◆ Given problem:
Convert each line of the listing below into a JSON list of strings, one string per line, skipping blank lines. Leave the pictures out of the result.

[Annotation data for object locations]
--------
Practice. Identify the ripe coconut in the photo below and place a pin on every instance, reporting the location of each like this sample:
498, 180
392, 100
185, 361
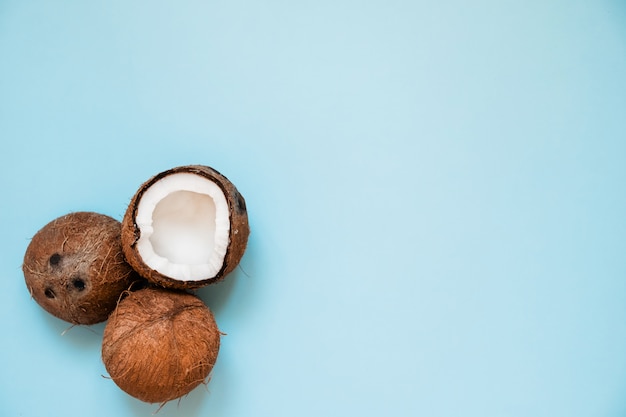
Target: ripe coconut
185, 228
75, 269
159, 344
--------
◆ Answer below:
[
  "Practice. Identify the ripe coconut in the photo below and place a pin on every instance, reporting the location of each like this sample:",
  "498, 180",
  "392, 100",
  "185, 361",
  "Target: ripe coconut",
  "185, 228",
  "75, 269",
  "159, 344"
]